Metin Parçası ::
Eğitim kurumları, eğitim- öğretimi: ‘bilinenden bilinmeyene, yakından uzağa, kolaydan zora, tekilden çoğula, somuttan soyuta...’ ilkeleriyle sürdürürken; bu ilkeleri Andımız metnindeki söz dizimiyle tersine çevirmiştir… Bu ilginç bir çelişki. Bu yaptırımın ta başında çok yönlü düşünülmemesine, daha sonra da bu çelişkinin göz ardı edilmesine şaşmamak elde değil.

İyi yaşayamamak, iyi beslenememek, dışlanmak, birçok alanda Batı’dan yansıyanlarla yaşamak ve tüm bu çelişkiler yumağının içinde her sabah sıraya girerek and içmek; yarının bireyleri olacak çocuklarımızı ne hale getirir! Daha ‘kompleksli’ bir kişiliğe; sonraki yaşamında, ‘duygulanım bozukluğuna’ sürüklemez mi? İçinde bulunduğu toplumun soyut olan değer yargılarını henüz algılayacak olgunlukta olmadığından, yeminde geçen söz dizimini de anlayamaz. Onlardan, anlayamadığı sözleri tutması da beklenemez. Bu durum hem çocukların geleceğini, hem de toplumun yüksek değer yargılarını iğdiş ederek toplumun değişim ve gelişimine ket vurmuş sayılmaz mı?

Her sabah militarist bir anlayışla çocukların, gençlerin sıralanıp kalıplı mutluluk sözlerini yağmur, çamur ve kar demeden, soğukta titreyerek söyletilen yemin yoksulluğun üstünü örtebilir mi? Bunun boşluğunu fark eden çocuklar büyüdüklerinde; ne yemine, ne de o kutsal değerlere inanır!

 Nazım Hikmet’in ‘’Elleriniz ve Yalana Dair’’ şiiri sanki buna yanıt verir nitelikte…

(…)
Ve insanlar, ah, benim insanlarım,
yalanla besliyorlar sizi,
halbuki açsınız,
etle, ekmekle beslenmeye muhtaçsınız.
Ve beyaz sofrada bir kere bile yemek yemeden doyasıya,
göçüp gidersiniz bu her dalı yemiş dolu dünyadan
(…)
Nâzım Hikmet

Ant: doğaya, hayvanlara, insanlara, sanat değerlerine saygılı olmayı, toplumun değer yargılarını hukuksal sözleşmeyle sentezleyerek yaşamayı; kendisinin varlığını kabul etmesinin yanında, başkalarının varlığının da anlamını ve önemini kavratacak anlayışı vermeli. Günlük yaşamsal zorlukları, çelişkileri çözmeyi öğretmeli. Sanatın (müzik, resim, edebiyat mimari, sinema vb. gibi) yaşamsal süreçte ne denli önemli olduğunu sezdirerek, doğayla ve insanlarla barışık yaşamanın yollarını öğretmelidir!

Yapılacak Görevler ::
1 – Andımız konulu metne göre aşağıdaki soruları yanıtlayınız.
(a) Eğitim kurumları eğitim-öğretimi hangi ilkelerle sürdürmektedir?
(b) Alıntılanan Nazım Hikmet şiirinin adı nedir?
(c) Çocuklar yeminde geçen söz dizimini neden anlayamaz?
2 – Andımız konulu metnin "Nazım Hikmet’in ‘’Elleriniz" sözleriyle başlayıp "ekmekle beslenmeye muhtaçsınız." sözleriyle biten bölümünü aynen yazınız.
3 – Andımız konulu metni son cümlesinden sonra sürdürünüz.

Sağlanan Veriler ::

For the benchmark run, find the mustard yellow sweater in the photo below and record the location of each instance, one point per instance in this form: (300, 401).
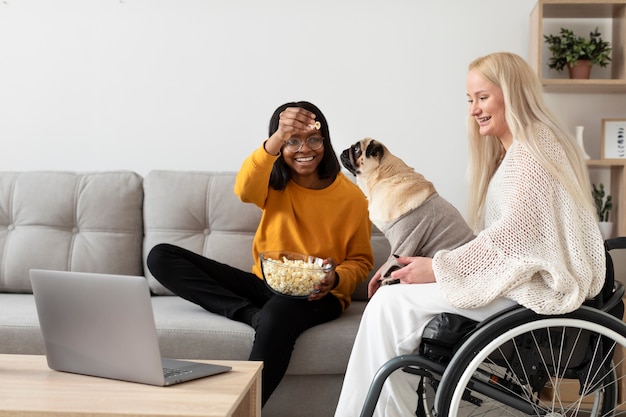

Alıştırma Yanıtları ::
1 –
(a) Bilinenden bilinmeyene, yakından uzağa, kolaydan zora, tekilden çoğula, somuttan soyuta ilkeleriyle.
(b) "Elleriniz ve Yalana Dair".
(c) İçinde bulundukları toplumun soyut değer yargılarını henüz algılayacak olgunlukta olmadıkları için.

2 –
Nazım Hikmet’in ‘’Elleriniz ve Yalana Dair’’ şiiri sanki buna yanıt verir nitelikte…

(…)
Ve insanlar, ah, benim insanlarım,
yalanla besliyorlar sizi,
halbuki açsınız,
etle, ekmekle beslenmeye muhtaçsınız.

3 –
Kutsal değerler üzerine and içilmesinin doğruluğu artık günümüzde önemini yitirmiştir. Bunun kanıtını içinde yaşadığımız düzen göstermektedir! İnsanlar arası ilişkiler kutsal bilinen değerler üzerine yapılan yemin ya da antla korunamaz. Aksine doğruluk, çalışkanlık, vatana bağlılığın güçlenmesi ve korunmasının yolu: elle tutulan gözle görülen üretim ve üretilenin paylaşımından; toplum sözleşmesinin çağdaş oluşundan, bu sözleşmeye bağlılığından, eğitimin yaşamsal ve bilimsel boyut kazanmasından geçer. And içme kronikleşirse etkisini yitirir, insanları daha karmaşık güvensiz toplumsal ilişkiler yumağına sürükler.

Kurumsallaşan yeminlerin ömürleri kısadır. Sürekliliğinde ise etkisini yitirir. Toplumlar yemin törenlerini kısa süreli bir amaç ve ortak düşmana karşı savaşım uğruna koyar; bireyler de bu birlikteliği ve bağlılığı savunmak için yemin ederler. Savaşım sonuçlandıktan sonra, içilen and da anlam ve önemini hızla kaybeder. Temel kazanımın sonrasında ise bu ritüellerin sürmesi kişileri, ayrımcılık, ötekileştirme ve çeşitli kompleks duygularına saptırır.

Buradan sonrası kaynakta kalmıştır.